#### Job:
Please gather every line in the material below that contains the string "glass", copying each such line in full.

[Location identification items]
(begin)

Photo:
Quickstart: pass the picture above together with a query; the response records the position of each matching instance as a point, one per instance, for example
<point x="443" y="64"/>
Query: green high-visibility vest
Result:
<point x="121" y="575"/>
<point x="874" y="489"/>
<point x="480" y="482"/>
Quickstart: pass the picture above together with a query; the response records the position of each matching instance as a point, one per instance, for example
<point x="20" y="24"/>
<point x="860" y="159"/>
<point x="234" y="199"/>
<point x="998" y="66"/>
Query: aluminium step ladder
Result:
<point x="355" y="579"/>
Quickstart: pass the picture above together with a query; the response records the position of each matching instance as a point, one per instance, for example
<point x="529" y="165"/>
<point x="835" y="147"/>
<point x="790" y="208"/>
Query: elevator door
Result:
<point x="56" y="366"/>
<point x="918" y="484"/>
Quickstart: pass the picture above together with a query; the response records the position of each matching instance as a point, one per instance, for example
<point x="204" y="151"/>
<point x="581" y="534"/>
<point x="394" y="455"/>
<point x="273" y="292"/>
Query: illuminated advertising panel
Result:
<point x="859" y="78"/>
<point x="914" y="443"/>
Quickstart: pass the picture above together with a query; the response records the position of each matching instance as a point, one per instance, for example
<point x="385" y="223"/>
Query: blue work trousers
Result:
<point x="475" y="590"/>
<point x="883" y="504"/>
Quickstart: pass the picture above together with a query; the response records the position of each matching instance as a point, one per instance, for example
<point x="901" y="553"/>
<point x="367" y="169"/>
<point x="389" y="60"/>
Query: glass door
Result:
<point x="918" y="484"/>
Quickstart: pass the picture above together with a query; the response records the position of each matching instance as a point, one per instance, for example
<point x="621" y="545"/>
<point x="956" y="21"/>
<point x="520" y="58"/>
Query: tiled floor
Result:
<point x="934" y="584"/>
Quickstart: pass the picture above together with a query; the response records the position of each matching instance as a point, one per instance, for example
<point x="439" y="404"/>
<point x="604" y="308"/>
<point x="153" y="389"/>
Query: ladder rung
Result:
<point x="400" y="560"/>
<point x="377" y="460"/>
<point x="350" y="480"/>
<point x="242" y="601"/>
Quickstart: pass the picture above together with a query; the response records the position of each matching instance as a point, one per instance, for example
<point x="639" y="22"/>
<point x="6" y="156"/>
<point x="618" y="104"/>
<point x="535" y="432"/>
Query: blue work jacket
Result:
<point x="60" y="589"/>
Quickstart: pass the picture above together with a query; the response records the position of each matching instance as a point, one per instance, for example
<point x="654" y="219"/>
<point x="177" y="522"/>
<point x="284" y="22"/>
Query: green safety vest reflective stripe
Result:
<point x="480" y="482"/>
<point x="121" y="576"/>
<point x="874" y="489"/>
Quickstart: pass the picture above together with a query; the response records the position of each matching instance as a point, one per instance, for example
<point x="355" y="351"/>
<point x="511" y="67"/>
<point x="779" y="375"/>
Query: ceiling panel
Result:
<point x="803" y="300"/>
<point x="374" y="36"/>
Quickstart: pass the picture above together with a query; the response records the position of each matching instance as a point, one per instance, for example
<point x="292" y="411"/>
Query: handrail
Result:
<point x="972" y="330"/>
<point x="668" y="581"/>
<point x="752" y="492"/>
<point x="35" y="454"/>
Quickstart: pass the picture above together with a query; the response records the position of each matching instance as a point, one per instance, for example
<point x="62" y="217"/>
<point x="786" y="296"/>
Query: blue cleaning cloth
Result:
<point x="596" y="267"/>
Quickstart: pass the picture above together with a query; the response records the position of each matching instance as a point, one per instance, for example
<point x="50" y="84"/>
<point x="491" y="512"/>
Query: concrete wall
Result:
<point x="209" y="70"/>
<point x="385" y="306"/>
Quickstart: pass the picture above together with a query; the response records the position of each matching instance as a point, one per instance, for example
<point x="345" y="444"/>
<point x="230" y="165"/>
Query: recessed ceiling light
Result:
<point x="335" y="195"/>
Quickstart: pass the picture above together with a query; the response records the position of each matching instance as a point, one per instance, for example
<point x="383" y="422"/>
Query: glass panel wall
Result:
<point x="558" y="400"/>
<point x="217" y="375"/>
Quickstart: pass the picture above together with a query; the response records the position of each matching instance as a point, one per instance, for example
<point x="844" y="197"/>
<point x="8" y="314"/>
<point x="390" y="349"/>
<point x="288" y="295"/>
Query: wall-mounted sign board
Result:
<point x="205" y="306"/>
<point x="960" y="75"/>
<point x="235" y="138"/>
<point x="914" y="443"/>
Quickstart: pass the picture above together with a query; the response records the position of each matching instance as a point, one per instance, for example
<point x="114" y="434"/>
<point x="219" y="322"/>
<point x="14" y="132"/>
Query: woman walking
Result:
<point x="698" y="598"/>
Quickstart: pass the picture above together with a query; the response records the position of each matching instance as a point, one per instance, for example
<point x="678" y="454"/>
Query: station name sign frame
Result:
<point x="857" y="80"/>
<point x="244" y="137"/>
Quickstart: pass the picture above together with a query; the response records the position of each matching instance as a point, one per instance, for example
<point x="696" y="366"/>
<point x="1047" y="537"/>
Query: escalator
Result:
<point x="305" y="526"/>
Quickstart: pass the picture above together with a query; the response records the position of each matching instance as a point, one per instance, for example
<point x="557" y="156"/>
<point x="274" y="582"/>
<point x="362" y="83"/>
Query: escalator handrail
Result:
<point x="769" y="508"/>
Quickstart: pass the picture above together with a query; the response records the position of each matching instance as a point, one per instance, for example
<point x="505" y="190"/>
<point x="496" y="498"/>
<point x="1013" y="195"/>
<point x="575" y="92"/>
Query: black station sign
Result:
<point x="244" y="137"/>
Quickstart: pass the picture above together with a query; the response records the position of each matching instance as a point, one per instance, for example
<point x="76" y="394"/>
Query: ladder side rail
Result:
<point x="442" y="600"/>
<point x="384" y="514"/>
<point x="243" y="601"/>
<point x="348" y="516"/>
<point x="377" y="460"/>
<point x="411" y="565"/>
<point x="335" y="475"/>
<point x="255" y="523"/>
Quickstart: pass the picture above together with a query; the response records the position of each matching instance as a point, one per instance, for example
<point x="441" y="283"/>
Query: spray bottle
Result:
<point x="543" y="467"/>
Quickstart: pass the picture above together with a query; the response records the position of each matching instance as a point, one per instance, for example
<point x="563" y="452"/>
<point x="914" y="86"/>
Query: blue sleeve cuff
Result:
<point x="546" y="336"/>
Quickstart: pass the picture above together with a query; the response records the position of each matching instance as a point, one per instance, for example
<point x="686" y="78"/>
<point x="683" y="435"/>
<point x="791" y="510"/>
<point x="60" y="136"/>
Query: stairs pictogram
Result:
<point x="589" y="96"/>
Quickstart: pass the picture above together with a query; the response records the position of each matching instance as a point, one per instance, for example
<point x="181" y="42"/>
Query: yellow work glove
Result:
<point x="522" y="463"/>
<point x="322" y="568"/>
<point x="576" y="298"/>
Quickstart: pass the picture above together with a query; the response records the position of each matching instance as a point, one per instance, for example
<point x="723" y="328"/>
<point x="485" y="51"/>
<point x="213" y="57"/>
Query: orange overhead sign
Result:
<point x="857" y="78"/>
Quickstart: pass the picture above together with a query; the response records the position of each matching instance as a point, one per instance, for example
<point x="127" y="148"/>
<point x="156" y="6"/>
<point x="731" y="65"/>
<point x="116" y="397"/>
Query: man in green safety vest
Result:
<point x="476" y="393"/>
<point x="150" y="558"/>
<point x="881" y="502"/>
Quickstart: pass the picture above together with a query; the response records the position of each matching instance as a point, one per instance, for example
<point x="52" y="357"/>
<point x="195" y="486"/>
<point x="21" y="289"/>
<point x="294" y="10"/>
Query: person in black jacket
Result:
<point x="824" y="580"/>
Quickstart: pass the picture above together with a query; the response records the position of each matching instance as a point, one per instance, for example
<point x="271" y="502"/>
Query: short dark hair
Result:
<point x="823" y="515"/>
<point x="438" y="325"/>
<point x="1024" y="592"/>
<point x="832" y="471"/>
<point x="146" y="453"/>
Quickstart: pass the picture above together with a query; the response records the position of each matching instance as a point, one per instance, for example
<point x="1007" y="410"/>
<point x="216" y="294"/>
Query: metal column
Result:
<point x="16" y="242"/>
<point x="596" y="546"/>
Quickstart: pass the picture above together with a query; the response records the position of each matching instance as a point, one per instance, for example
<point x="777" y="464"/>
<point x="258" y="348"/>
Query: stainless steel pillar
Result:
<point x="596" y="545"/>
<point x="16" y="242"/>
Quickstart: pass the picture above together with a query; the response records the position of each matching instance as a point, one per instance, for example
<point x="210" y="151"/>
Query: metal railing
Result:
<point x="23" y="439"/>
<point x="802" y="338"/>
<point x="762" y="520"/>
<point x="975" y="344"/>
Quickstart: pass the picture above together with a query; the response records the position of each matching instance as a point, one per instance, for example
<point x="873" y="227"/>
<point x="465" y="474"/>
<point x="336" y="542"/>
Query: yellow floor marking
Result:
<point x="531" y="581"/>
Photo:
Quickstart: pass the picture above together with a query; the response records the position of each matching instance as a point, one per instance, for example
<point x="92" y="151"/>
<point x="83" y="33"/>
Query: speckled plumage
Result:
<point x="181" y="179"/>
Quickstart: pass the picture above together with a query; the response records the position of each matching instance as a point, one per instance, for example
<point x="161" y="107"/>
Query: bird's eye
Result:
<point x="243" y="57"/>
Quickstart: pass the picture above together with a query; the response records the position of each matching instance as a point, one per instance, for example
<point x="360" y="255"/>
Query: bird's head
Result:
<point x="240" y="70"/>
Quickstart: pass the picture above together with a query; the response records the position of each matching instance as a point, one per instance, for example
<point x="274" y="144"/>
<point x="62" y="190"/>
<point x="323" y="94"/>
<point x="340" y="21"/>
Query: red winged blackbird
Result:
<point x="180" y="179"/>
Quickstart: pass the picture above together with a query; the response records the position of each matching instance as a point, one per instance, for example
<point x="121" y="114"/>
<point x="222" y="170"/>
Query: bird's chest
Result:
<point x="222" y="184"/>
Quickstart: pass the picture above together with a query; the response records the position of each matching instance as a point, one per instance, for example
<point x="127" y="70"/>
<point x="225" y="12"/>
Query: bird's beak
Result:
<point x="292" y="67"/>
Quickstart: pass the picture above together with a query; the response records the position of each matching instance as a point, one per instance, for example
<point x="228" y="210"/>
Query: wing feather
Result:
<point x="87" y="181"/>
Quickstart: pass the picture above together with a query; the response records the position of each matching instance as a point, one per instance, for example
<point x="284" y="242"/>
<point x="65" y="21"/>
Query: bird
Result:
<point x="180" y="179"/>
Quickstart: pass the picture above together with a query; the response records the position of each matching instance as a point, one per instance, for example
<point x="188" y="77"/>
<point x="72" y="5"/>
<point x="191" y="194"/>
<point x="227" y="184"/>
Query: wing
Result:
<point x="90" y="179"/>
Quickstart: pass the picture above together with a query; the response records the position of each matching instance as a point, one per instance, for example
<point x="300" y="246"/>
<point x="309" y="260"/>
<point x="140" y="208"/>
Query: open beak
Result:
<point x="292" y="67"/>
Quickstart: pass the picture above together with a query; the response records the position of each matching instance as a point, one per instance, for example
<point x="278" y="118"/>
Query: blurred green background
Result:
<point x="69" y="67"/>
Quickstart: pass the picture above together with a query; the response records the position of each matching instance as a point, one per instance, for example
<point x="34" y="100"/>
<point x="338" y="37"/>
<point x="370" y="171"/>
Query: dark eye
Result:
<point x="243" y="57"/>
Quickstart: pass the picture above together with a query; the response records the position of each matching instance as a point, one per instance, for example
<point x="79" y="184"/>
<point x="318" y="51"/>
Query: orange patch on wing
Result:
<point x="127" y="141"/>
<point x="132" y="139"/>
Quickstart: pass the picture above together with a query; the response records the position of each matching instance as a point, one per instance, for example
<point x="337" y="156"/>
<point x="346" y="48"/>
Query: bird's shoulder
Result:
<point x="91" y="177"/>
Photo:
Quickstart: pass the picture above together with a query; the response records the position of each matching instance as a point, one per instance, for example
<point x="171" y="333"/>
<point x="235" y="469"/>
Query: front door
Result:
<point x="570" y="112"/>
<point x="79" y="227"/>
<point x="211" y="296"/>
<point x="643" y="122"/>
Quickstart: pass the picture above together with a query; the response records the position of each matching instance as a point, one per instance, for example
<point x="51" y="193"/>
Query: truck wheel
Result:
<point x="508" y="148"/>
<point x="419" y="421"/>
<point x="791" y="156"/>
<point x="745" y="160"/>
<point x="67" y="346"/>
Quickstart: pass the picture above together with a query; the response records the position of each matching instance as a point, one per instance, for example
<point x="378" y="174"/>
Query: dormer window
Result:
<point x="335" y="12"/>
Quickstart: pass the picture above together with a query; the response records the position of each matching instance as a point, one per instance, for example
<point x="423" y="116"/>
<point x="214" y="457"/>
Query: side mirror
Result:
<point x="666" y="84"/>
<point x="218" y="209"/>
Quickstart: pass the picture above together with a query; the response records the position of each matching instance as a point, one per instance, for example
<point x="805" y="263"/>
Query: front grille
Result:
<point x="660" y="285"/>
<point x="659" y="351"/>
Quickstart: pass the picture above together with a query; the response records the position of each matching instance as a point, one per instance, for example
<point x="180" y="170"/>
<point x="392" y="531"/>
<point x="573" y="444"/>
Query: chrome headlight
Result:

(end)

#### Solution:
Query: glass door
Query: glass panel wall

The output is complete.